Identify every line in the records below that contains the word "woman", and copy each of those lines.

**INPUT RECORDS:**

^^^^^^^^

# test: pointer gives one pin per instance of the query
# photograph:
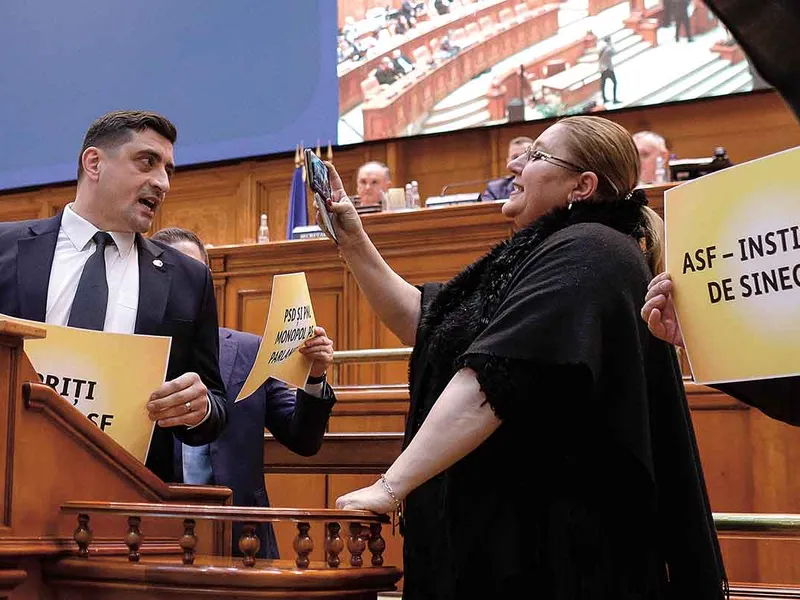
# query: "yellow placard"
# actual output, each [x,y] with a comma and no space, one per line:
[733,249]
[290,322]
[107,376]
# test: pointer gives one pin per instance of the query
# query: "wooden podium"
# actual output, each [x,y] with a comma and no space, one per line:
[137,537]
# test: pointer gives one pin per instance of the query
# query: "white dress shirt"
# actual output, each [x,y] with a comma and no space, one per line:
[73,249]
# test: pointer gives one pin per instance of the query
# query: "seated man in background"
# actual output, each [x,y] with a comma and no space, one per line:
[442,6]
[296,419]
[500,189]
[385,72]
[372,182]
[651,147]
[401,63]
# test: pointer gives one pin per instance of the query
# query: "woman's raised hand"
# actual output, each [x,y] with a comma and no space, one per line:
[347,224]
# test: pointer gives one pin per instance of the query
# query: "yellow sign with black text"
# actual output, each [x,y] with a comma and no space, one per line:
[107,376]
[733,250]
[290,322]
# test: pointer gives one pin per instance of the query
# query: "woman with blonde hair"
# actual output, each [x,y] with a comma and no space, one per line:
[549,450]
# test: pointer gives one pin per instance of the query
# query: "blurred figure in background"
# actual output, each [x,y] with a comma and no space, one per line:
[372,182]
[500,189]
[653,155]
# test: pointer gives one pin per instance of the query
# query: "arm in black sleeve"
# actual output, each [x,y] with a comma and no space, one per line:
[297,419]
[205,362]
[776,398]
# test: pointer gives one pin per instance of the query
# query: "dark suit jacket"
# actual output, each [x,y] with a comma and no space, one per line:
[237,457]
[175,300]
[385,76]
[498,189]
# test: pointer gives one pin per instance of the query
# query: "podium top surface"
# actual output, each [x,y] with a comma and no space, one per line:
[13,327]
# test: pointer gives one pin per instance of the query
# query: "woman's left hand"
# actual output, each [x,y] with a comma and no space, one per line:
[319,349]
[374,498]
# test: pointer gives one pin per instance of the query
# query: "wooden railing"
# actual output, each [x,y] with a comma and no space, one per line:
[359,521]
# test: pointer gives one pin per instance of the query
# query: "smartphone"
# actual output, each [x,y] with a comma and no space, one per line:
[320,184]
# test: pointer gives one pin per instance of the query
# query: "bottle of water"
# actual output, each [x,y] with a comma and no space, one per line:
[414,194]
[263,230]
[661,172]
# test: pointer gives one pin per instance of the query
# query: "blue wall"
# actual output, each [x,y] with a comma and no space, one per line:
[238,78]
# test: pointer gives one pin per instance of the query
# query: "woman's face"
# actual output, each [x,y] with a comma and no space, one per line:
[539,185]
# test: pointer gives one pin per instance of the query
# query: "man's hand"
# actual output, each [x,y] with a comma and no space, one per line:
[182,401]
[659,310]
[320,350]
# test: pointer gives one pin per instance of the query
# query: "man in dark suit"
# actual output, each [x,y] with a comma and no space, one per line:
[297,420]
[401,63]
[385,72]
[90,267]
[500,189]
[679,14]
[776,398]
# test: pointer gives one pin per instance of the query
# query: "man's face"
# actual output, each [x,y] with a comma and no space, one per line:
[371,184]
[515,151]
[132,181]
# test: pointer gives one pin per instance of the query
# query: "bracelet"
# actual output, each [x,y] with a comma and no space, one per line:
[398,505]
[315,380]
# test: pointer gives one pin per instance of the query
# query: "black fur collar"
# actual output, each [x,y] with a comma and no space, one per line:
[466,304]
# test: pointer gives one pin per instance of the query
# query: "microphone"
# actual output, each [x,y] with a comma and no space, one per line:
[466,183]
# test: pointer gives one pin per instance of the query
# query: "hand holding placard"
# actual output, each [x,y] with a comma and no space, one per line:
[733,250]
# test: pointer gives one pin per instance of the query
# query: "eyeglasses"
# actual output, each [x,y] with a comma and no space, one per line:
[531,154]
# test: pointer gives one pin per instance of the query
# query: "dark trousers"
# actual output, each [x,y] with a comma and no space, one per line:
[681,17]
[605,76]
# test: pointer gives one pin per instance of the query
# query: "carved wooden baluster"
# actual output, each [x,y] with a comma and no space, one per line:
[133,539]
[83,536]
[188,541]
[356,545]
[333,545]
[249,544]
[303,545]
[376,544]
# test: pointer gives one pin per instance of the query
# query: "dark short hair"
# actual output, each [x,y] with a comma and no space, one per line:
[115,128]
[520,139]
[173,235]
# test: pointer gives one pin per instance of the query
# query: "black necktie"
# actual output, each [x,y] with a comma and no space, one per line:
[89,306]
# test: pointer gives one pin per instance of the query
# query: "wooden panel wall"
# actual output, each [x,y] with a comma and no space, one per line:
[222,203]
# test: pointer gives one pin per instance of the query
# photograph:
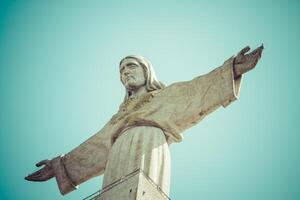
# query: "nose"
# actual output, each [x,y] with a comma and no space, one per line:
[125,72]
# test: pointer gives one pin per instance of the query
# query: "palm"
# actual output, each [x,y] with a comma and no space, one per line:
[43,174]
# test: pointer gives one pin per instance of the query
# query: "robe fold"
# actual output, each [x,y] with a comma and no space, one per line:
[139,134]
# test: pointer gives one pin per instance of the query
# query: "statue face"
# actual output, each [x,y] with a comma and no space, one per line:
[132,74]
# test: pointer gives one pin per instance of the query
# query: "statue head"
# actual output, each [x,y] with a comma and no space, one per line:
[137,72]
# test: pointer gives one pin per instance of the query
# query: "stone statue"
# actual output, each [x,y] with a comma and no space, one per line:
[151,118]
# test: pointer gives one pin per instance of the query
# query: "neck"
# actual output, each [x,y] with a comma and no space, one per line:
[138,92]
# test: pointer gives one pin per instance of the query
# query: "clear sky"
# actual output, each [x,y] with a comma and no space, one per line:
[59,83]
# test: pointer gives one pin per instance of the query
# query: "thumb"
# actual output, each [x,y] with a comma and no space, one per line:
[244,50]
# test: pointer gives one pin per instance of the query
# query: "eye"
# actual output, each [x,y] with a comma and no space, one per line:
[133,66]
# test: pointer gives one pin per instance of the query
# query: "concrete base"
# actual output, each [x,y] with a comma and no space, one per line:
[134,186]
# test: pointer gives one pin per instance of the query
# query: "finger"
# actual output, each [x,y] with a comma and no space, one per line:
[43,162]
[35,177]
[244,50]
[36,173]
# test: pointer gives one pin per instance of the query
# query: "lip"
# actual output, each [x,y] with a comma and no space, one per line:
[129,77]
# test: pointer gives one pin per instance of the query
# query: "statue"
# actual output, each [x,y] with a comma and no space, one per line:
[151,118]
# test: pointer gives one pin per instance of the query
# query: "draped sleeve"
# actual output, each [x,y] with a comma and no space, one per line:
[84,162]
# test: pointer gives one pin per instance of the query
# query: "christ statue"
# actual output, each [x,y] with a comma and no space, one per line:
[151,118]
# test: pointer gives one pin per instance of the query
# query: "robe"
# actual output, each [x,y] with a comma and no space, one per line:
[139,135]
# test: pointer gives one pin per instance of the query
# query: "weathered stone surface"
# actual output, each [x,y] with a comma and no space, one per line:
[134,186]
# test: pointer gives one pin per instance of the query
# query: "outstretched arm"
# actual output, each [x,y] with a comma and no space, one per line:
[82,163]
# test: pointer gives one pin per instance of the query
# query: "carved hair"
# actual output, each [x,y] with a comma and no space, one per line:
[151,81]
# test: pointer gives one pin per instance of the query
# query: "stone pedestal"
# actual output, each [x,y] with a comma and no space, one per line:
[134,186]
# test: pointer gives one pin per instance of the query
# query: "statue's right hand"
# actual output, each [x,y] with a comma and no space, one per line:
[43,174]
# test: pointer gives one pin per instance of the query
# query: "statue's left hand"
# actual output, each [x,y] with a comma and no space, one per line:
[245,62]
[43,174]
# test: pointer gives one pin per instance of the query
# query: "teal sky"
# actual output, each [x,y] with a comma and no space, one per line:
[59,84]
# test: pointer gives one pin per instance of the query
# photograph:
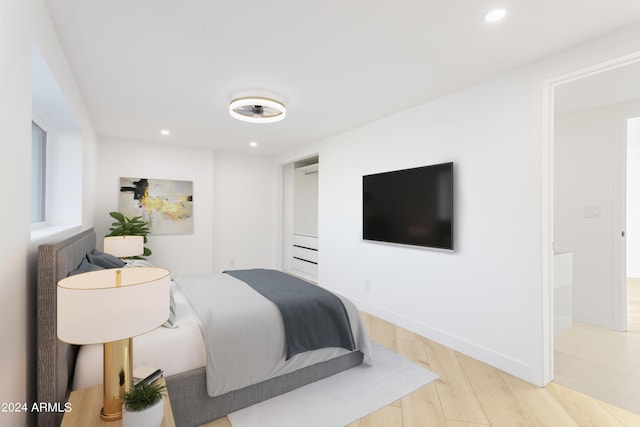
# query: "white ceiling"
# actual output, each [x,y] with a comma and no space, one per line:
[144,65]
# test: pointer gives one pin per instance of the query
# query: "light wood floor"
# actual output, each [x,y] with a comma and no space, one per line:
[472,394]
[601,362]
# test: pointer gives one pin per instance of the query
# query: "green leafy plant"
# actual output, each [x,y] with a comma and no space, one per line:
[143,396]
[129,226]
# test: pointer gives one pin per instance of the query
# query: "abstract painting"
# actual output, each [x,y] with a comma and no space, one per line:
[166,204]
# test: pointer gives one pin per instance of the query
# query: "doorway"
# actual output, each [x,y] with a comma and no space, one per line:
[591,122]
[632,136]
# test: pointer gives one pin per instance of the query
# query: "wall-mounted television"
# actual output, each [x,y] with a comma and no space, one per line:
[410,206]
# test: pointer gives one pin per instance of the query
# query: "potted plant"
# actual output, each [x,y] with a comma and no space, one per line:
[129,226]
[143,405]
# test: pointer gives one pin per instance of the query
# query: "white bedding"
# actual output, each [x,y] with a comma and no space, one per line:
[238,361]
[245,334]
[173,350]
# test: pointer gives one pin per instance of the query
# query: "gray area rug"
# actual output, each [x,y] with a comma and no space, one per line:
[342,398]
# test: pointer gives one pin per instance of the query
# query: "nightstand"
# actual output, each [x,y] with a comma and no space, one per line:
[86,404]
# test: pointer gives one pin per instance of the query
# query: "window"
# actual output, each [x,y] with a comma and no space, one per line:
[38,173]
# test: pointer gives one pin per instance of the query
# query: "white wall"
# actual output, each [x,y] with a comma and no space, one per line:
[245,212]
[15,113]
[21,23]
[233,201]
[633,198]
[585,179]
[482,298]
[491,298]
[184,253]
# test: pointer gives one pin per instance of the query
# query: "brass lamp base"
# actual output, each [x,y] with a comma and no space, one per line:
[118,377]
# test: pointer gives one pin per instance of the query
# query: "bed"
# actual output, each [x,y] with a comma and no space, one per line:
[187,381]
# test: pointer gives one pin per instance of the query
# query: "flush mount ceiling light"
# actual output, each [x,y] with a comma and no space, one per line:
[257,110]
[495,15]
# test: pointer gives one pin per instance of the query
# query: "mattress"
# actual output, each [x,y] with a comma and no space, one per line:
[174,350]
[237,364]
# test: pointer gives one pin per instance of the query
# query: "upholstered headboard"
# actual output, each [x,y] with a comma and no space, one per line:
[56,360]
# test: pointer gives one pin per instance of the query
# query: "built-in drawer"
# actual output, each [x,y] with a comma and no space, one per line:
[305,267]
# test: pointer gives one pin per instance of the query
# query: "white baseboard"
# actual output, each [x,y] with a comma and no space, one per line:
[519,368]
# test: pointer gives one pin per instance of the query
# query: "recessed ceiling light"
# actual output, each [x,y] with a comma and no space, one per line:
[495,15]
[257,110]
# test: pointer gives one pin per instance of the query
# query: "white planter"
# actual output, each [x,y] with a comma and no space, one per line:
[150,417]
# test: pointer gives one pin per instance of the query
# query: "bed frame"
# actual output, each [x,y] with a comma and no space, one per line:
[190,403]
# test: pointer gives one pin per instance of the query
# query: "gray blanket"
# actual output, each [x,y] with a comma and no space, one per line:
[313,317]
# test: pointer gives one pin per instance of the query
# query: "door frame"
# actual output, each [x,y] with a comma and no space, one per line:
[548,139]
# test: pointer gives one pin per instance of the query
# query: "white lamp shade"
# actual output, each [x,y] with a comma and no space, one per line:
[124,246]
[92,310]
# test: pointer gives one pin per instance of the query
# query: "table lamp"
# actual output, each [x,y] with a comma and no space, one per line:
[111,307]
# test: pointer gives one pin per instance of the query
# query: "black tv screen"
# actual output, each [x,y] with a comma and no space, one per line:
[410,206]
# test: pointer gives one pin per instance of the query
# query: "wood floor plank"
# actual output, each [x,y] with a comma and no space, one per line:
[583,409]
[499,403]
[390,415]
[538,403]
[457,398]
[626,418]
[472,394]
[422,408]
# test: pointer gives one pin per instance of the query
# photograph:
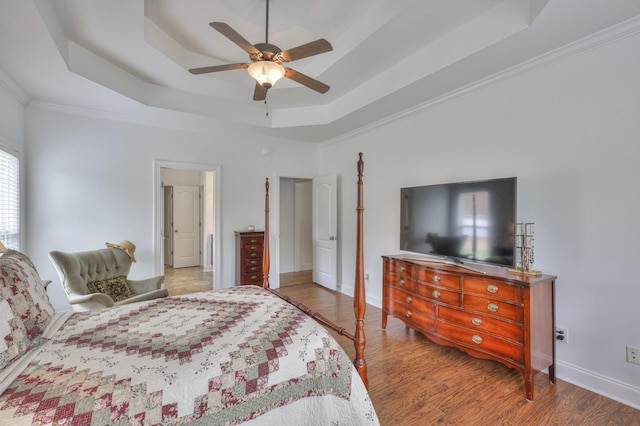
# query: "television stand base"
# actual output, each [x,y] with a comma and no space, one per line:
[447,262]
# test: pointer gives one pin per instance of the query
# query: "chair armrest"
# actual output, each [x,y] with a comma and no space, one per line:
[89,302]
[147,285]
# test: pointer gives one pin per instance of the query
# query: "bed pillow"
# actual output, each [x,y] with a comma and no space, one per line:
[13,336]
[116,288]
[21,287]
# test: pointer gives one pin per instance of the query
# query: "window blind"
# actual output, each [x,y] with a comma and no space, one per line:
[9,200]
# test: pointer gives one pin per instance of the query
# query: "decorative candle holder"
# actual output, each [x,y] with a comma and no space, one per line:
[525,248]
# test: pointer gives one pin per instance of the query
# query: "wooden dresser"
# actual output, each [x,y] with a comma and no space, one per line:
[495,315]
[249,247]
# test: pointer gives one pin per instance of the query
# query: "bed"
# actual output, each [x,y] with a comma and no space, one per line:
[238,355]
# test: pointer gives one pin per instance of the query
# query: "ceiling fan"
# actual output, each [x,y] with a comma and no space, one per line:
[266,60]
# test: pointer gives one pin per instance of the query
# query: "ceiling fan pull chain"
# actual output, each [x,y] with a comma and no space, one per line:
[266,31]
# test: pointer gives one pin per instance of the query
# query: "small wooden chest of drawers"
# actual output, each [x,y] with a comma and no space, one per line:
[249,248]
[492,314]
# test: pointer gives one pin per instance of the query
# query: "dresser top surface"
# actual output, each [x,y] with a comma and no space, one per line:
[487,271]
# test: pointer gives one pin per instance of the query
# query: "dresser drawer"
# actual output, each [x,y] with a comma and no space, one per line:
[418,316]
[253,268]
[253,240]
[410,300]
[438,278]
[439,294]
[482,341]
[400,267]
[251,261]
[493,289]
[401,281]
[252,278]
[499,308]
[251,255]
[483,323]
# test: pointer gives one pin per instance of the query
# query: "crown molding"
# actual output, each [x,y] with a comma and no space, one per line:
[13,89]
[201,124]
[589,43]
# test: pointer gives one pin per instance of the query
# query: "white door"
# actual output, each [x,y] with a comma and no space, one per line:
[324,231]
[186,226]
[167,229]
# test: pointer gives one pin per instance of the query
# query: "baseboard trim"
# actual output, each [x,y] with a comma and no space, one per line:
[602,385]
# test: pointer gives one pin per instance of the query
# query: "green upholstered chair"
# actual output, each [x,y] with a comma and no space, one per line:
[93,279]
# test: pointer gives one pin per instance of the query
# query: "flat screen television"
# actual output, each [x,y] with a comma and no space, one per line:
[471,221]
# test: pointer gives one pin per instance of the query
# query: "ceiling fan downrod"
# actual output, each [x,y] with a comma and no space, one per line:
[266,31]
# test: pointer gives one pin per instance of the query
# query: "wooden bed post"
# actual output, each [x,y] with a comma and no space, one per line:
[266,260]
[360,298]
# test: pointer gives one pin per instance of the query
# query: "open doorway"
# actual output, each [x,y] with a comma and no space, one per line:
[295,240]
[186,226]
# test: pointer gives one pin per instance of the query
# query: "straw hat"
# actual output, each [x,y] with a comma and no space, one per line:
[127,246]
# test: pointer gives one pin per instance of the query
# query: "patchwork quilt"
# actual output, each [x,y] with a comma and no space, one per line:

^^^^^^^^

**WRITTEN REPLY:**
# query: "woman's raised hand"
# query: "woman with blonde hair"
# query: "woman's left hand"
# query: "woman's face"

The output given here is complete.